Examine the spatial lag features created by the network builder.

In [None]:
if 'G' in locals() and G.number_of_nodes() > 0:
    print("Analyzing spatial lag features...\n")
    
    # Find spatial lag features
    sample_node = list(G.nodes())[0]
    spatial_lag_features = [attr for attr in G.nodes[sample_node].keys() 
                           if 'spatial_lag' in attr]
    
    if not spatial_lag_features:
        print("⚠ No spatial lag features found in network.")
        print("   Run: python src/network_builder.py --test")
    else:
        print(f"✓ Found {len(spatial_lag_features)} spatial lag feature(s):")
        for feat in spatial_lag_features:
            print(f"   - {feat}")
        
        # Create DataFrame with original and lag features
        data_dict = {'Node': list(G.nodes())}
        
        for attr in G.nodes[sample_node].keys():
            values = []
            for node in G.nodes():
                val = G.nodes[node].get(attr)
                values.append(val if pd.notna(val) else None)
            data_dict[attr] = values
        
        spatial_df = pd.DataFrame(data_dict)
        
        # Show comparison of original vs spatial lag
        for feat in spatial_lag_features:
            original_feat = feat.replace('_spatial_lag', '')
            
            if original_feat in spatial_df.columns:
                print(f"\n{'='*60}")
                print(f"Feature: {original_feat}")
                print(f"{'='*60}")

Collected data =
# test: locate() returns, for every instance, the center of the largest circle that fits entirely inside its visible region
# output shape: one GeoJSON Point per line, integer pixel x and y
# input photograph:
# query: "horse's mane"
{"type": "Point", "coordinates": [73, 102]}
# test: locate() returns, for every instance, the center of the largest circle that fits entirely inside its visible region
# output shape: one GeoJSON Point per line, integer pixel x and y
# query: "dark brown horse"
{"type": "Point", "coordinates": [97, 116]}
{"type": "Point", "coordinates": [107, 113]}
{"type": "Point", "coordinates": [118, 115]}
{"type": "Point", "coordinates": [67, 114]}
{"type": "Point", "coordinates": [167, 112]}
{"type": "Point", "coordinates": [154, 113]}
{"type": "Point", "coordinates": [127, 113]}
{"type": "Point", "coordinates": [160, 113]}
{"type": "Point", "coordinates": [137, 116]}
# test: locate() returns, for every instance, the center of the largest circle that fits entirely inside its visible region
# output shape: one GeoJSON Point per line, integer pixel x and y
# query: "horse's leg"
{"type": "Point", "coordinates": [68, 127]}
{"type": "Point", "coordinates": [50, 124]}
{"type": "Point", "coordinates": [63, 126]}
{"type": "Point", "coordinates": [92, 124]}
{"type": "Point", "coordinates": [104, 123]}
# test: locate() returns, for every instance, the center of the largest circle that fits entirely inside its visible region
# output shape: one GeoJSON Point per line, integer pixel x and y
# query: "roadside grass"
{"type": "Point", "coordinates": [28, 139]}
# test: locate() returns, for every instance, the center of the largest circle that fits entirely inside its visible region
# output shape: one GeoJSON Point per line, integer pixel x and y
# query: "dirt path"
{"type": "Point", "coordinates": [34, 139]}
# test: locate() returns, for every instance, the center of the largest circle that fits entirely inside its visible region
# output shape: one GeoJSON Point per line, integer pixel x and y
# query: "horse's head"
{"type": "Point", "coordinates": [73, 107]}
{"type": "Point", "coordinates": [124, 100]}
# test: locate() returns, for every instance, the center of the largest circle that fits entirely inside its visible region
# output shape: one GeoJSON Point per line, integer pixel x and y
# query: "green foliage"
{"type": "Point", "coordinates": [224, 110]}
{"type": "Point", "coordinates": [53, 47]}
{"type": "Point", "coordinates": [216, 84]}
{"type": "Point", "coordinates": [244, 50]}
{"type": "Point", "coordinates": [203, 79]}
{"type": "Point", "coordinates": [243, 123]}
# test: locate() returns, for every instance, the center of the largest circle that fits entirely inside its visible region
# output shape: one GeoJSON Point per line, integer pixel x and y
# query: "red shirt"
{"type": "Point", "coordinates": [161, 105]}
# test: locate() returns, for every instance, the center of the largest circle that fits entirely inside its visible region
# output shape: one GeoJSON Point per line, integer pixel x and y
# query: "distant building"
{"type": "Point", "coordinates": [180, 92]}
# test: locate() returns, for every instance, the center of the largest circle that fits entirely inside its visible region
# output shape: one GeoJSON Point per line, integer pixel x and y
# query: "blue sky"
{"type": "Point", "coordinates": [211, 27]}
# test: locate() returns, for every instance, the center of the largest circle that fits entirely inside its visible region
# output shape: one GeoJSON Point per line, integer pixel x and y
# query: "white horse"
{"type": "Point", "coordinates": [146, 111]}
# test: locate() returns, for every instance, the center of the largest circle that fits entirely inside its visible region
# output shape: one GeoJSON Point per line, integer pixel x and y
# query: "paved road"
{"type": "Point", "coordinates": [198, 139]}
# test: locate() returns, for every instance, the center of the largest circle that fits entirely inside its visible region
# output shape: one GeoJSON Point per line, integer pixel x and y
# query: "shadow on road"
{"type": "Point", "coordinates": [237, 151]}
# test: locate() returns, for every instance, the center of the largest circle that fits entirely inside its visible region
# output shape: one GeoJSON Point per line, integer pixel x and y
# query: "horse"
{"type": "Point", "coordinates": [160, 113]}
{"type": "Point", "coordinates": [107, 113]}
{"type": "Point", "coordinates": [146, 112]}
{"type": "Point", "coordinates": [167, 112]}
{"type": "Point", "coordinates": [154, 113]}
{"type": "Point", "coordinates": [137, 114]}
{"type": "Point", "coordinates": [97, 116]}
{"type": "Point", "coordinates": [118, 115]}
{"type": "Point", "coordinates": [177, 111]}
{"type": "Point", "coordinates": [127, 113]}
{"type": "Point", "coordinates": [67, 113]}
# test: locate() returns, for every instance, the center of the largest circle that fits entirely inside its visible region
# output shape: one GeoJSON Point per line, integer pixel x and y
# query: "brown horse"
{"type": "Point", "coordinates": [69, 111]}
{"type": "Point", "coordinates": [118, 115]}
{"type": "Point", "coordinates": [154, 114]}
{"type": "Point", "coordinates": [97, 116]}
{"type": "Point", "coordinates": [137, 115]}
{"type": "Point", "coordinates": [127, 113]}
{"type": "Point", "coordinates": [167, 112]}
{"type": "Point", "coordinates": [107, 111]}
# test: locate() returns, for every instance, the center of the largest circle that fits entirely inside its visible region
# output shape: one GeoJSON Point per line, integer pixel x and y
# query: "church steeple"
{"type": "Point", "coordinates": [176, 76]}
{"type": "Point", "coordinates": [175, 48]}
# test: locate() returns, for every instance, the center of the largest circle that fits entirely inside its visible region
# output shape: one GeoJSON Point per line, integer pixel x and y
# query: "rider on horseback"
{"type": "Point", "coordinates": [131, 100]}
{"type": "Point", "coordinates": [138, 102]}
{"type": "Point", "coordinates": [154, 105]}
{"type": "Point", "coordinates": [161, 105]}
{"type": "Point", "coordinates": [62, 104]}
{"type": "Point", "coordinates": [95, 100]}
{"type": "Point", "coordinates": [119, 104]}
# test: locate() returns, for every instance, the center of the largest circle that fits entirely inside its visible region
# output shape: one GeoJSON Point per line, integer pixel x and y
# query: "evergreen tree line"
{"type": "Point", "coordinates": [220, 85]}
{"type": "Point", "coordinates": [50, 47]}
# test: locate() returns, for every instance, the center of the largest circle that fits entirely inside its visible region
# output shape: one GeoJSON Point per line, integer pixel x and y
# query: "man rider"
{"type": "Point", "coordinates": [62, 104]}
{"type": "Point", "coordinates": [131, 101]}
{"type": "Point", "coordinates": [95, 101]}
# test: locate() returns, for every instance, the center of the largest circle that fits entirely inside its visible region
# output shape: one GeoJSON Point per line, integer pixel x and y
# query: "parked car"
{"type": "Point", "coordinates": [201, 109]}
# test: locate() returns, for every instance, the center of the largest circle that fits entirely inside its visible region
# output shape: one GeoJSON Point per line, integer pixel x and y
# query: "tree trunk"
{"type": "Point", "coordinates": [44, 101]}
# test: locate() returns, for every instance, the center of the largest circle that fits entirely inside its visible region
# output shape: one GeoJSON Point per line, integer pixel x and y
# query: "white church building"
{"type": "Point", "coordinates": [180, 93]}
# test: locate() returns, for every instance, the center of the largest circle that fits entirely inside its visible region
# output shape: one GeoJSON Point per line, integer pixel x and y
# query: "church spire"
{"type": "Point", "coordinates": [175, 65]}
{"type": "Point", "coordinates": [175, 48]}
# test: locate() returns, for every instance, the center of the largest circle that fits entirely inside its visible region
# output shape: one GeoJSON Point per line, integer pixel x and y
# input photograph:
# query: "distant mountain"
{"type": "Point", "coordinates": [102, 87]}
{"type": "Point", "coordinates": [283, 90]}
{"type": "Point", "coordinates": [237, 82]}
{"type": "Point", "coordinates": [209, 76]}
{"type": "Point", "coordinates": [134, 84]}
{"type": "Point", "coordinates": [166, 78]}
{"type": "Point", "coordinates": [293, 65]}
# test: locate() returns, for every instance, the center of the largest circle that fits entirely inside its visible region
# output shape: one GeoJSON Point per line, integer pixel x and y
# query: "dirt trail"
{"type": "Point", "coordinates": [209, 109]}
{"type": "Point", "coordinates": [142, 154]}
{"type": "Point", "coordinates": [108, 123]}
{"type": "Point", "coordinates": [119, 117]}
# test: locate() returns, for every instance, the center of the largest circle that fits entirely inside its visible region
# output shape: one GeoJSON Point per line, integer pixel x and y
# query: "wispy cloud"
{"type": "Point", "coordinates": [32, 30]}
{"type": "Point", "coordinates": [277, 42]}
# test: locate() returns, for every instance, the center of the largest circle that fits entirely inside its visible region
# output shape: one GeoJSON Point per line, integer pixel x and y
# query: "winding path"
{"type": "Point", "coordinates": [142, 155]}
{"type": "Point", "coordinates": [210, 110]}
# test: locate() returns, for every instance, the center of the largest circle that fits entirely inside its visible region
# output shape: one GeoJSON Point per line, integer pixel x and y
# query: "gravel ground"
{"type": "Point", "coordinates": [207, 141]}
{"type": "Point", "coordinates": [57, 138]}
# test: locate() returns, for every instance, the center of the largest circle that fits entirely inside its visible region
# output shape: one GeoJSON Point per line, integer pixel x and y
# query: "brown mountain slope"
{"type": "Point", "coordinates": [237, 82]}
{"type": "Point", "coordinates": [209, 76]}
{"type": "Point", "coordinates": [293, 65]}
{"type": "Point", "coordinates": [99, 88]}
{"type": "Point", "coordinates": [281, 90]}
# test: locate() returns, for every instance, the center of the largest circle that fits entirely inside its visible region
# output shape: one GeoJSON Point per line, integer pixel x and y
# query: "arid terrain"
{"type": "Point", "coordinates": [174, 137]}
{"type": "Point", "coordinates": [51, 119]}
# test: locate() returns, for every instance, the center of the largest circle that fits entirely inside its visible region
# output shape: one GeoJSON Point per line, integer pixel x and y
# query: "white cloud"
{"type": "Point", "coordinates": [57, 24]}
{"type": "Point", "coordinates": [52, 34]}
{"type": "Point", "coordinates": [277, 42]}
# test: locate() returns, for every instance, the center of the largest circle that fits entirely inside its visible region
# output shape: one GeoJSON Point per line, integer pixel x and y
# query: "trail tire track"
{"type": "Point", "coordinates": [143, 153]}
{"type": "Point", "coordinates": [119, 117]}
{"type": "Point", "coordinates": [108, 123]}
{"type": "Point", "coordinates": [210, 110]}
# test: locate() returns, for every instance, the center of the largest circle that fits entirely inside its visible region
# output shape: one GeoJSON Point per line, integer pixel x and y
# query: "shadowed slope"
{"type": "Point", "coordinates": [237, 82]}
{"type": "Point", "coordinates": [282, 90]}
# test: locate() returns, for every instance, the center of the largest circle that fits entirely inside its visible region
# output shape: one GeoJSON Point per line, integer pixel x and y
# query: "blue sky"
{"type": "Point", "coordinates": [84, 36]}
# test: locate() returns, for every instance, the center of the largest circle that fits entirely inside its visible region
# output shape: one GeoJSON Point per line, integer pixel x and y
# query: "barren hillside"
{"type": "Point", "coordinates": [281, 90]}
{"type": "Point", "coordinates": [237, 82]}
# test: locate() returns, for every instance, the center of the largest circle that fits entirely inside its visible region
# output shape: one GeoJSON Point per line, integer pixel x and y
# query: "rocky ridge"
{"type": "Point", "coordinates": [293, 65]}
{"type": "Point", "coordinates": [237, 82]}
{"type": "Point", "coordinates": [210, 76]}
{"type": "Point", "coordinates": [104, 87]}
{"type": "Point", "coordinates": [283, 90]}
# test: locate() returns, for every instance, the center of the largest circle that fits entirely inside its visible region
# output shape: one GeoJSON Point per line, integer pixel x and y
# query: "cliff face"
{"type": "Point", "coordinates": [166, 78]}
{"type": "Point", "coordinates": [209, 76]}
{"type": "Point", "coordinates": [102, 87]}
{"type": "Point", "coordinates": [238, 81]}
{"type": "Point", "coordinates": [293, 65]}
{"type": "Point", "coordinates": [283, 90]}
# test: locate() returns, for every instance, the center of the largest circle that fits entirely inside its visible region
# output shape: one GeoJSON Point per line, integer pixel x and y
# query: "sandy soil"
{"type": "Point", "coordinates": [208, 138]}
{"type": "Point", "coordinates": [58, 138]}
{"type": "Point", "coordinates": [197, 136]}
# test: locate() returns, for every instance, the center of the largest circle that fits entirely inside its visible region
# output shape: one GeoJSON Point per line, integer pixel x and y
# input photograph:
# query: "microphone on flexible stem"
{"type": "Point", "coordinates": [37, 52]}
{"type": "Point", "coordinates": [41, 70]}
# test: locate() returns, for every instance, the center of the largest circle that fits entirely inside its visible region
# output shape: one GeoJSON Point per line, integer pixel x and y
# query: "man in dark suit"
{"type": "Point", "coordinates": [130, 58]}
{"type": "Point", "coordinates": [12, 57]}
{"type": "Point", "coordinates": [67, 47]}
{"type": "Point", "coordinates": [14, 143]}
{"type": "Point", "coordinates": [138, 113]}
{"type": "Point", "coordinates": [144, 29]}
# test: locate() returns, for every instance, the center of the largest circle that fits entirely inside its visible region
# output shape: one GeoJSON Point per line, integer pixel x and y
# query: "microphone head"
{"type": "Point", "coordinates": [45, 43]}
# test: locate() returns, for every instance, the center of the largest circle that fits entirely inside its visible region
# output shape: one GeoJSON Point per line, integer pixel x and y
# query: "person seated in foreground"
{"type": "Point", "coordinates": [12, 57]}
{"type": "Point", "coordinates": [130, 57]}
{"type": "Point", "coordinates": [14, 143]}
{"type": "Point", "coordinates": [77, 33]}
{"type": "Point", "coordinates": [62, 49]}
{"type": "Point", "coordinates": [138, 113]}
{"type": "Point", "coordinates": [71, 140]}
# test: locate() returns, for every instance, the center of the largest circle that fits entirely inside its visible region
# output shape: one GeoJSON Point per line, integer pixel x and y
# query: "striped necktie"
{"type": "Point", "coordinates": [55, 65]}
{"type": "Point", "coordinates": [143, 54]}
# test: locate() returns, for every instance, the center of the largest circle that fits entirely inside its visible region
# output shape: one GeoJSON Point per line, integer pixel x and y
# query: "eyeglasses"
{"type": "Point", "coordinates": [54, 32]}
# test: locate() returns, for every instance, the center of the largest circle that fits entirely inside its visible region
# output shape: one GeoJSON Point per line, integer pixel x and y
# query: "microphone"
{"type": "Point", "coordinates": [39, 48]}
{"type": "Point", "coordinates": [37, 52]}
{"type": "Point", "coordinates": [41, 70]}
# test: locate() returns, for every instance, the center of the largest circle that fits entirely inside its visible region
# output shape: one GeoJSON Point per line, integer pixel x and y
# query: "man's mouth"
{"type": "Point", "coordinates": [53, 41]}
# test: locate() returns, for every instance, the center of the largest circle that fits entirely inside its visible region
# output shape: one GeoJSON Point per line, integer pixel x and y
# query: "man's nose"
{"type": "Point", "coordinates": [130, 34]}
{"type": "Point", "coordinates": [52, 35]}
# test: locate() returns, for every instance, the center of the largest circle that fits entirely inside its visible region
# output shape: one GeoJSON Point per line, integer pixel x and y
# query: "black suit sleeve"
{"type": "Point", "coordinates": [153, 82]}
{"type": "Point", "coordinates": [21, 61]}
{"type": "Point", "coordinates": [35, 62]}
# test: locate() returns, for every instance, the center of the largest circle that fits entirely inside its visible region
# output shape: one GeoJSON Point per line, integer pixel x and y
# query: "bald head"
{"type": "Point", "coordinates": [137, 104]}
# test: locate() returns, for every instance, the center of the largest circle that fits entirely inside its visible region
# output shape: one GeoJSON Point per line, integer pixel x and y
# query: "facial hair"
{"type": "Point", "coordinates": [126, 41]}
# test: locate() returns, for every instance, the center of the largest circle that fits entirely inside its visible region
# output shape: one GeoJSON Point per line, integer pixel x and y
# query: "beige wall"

Given exercise 1 =
Summarize the spatial lag code in two sentences.
Given exercise 2 =
Continue the spatial lag code from its final line.

Task answer 1 =
If a network G exists and has nodes, the code gathers the attributes of its first node whose names contain "spatial_lag". It warns and suggests running the network builder in test mode if none turn up; otherwise, it lists them, builds a DataFrame of every node attribute, and prints a header for each lag feature whose original feature is among the columns.

Task answer 2 =
                # Remove NaN values for comparison
                comparison_df = spatial_df[[original_feat, feat]].dropna()
                
                if len(comparison_df) > 0:
                    print(f"\nSummary Statistics:")
                    print(comparison_df.describe())
                    
                    # Calculate correlation
                    corr = comparison_df[original_feat].corr(comparison_df[feat])
                    print(f"\nCorrelation between {original_feat} and its spatial lag: {corr:.4f}")
                    
                    # Scatter plot
                    plt.figure(figsize=(10, 6))
                    plt.scatter(comparison_df[original_feat], comparison_df[feat], 
                              alpha=0.6, s=50, edgecolor='black', linewidth=0.5)
                    plt.xlabel(f'{original_feat} (Original)', fontsize=12)
                    plt.ylabel(f'{feat} (Spatial Lag)', fontsize=12)
                    plt.title(f'Spatial Autocorrelation: {original_feat}\nCorrelation: {corr:.4f}', 
                            fontsize=14, fontweight='bold')
                    plt.grid(True, alpha=0.3)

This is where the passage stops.